→ STATED TASK 1:
Copy the orchid forum thread word for word, starting with "## BrucherT (Dec" and going on through "do you grow?".
→ STATED TASK 2:
Find each line in the entries that contains the string "provide" and copy those lines out in full.

→ PASSAGE GIVEN:
/---
# Phragmipedium besseae f. flava



## Djthomp28 (Dec 21, 2019)

My little besseae f. flava from Fox Valley.


----------



## Silverwhisp (Dec 21, 2019)

I love the fenestrations.


----------



## Hien (Dec 21, 2019)

absolutely gorgeous, I don't know what others think, but to me this flower worthy of award


----------



## abax (Dec 21, 2019)

It's always such a treat to see a really good,
bright yellow besseae.


----------



## Ozpaph (Dec 22, 2019)

lovely


----------



## Djthomp28 (Dec 22, 2019)

Thanks all! It nice to have the bright spot on these dreary winter days in Northeast Ohio.


----------



## tomkalina (Dec 22, 2019)

That's a nice one D - Reminiscent of it's parent Phrag. besseae fma flavum 'Fox Valley Gold' HCC/AOS. Merry Christmas!


----------



## DrLeslieEe (Dec 23, 2019)

I love these. Very nice shape. I have one that finally is growing 2 growths. Hopefully it reblooms with them. Been a year with no blooms. 

Tom, how is the FV doing? Must be a big plant now.


----------



## NYEric (Dec 24, 2019)

Yay besseae flavum!


----------



## tomkalina (Dec 24, 2019)

DrLeslieEe said:


> I love these. Very nice shape. I have one that finally is growing 2 growths. Hopefully it reblooms with them. Been a year with no blooms.
> 
> Tom, how is the FV doing? Must be a big plant now.



Hi Leslie,
If you're talking about the original Phrag. besseae fma flavum 'Fox Valley Gold' HCC/AOS clone, it's not a strong grower so divisions are hard to come by. It's offspring are much more vigorous, but we do try to keep a couple pieces of the original FVG clone going for the historic value. We'll probably repot one or two into 10 x 20 trays in March to see if the vigor improves.


----------



## BrucherT (Dec 25, 2019)

I’m going on a year with my seedling from Tom...it’s in LECA now and really seems to be going to town. This post gives me ambition! Great job! How do you grow?
\---
→ DATASET ENTRIES:
/---
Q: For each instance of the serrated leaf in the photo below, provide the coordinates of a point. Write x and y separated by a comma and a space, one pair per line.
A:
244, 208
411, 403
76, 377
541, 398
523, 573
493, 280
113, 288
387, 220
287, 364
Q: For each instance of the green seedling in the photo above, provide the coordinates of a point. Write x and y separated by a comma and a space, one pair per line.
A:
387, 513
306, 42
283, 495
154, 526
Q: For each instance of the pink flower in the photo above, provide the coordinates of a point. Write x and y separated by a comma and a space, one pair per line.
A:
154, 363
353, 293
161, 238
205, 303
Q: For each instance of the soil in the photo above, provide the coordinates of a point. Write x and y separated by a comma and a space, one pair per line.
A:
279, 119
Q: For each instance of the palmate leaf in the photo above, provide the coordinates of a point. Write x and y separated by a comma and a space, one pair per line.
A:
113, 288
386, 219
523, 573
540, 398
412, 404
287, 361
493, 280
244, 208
\---
/---
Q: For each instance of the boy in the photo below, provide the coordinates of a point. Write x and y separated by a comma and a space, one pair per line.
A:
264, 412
\---
→ RESULT 1:
## BrucherT (Dec 25, 2019)

I’m going on a year with my seedling from Tom...it’s in LECA now and really seems to be going to town. This post gives me ambition! Great job! How do you grow?

→ RESULT 2:
Q: For each instance of the serrated leaf in the photo below, provide the coordinates of a point. Write x and y separated by a comma and a space, one pair per line.
Q: For each instance of the green seedling in the photo above, provide the coordinates of a point. Write x and y separated by a comma and a space, one pair per line.
Q: For each instance of the pink flower in the photo above, provide the coordinates of a point. Write x and y separated by a comma and a space, one pair per line.
Q: For each instance of the soil in the photo above, provide the coordinates of a point. Write x and y separated by a comma and a space, one pair per line.
Q: For each instance of the palmate leaf in the photo above, provide the coordinates of a point. Write x and y separated by a comma and a space, one pair per line.
Q: For each instance of the boy in the photo below, provide the coordinates of a point. Write x and y separated by a comma and a space, one pair per line.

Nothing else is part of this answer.